───── SUPPLIED INFORMATION
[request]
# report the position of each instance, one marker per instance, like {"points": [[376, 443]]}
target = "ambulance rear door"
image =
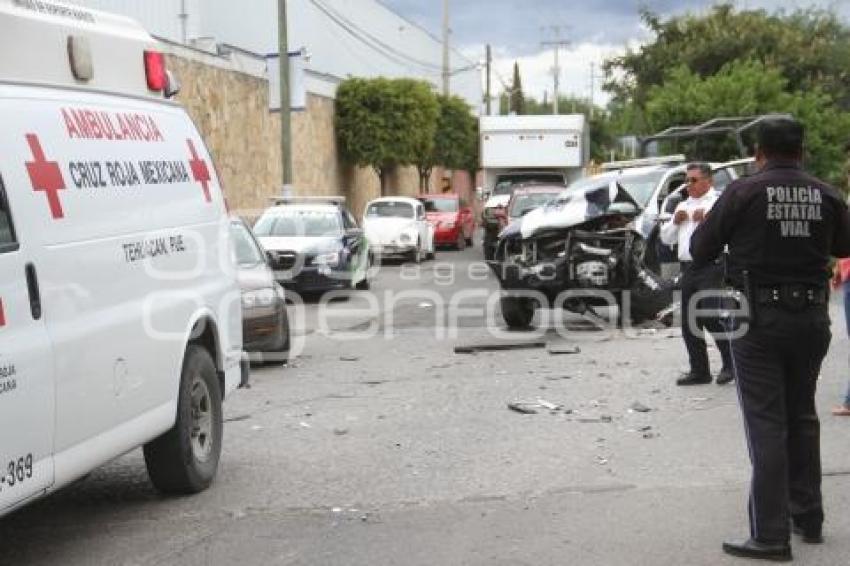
{"points": [[27, 389]]}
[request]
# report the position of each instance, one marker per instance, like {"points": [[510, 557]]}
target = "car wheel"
{"points": [[518, 312], [416, 254], [280, 354], [461, 241], [489, 251], [365, 284], [184, 460]]}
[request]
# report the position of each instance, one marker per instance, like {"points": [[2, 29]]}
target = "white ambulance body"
{"points": [[120, 320]]}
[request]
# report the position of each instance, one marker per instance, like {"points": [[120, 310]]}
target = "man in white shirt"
{"points": [[678, 231]]}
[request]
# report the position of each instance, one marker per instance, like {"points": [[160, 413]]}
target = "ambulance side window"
{"points": [[8, 242]]}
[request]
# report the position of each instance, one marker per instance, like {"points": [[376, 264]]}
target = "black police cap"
{"points": [[781, 136]]}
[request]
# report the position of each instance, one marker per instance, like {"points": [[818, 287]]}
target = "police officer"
{"points": [[781, 226], [677, 232]]}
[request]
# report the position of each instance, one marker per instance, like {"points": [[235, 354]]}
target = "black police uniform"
{"points": [[781, 226]]}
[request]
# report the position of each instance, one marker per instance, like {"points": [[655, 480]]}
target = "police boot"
{"points": [[751, 548], [809, 527]]}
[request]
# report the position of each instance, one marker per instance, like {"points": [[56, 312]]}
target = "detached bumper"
{"points": [[542, 277], [392, 249], [447, 237], [312, 279]]}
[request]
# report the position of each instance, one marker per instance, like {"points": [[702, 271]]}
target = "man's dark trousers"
{"points": [[776, 363], [693, 280]]}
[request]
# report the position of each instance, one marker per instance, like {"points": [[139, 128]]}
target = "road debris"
{"points": [[532, 407], [523, 408], [599, 419], [547, 405], [639, 407], [237, 419], [498, 347]]}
──────────
=== TASK STATEMENT ===
Reproduce each record from above exactly; pictures do not belong in the copy.

=== THE ANSWER ===
[request]
# report the position of each instance, one marker per instance, like {"points": [[376, 443]]}
target = "ambulance rear door"
image =
{"points": [[27, 389]]}
[request]
# report the position of each instance, one marker per instance, like {"points": [[510, 557]]}
target = "car wheel"
{"points": [[518, 312], [416, 254], [280, 354], [461, 241], [489, 251], [365, 284], [184, 460]]}
[request]
# report the position of each instance, one marker per instance, like {"points": [[2, 29]]}
target = "white ambulance body"
{"points": [[120, 320]]}
[request]
# report the position of each instance, one marker per instance, like {"points": [[120, 310]]}
target = "man in white shirt"
{"points": [[678, 231]]}
[request]
# report the position of each instance, one marker per instance, like {"points": [[160, 413]]}
target = "ambulance side window"
{"points": [[8, 242]]}
[request]
# report the position of each instance, one marker per instance, like {"points": [[376, 264]]}
target = "black police cap"
{"points": [[781, 136]]}
[request]
# report the position of each instance, one marker per instance, like {"points": [[818, 287]]}
target = "police officer"
{"points": [[781, 226], [677, 232]]}
[request]
# report the position of each instance, one marker per instance, like {"points": [[235, 354]]}
target = "black police uniform"
{"points": [[781, 226]]}
[request]
# report the position of each instance, one marker per instance, like {"points": [[655, 480]]}
target = "police boot"
{"points": [[751, 548], [809, 527]]}
[request]
# report the position of each instance, one marker per instance, like {"points": [[56, 312]]}
target = "detached bumper"
{"points": [[542, 277], [392, 249], [447, 237], [312, 279]]}
[request]
# report the position of each instance, one marker per instance, like {"points": [[702, 271]]}
target = "man's dark trousers"
{"points": [[776, 363], [693, 280]]}
[request]
# report the position of each instance, one marker per instance, like {"points": [[139, 128]]}
target = "road debris"
{"points": [[532, 407], [523, 408], [599, 419], [547, 405], [639, 407], [237, 419], [498, 347]]}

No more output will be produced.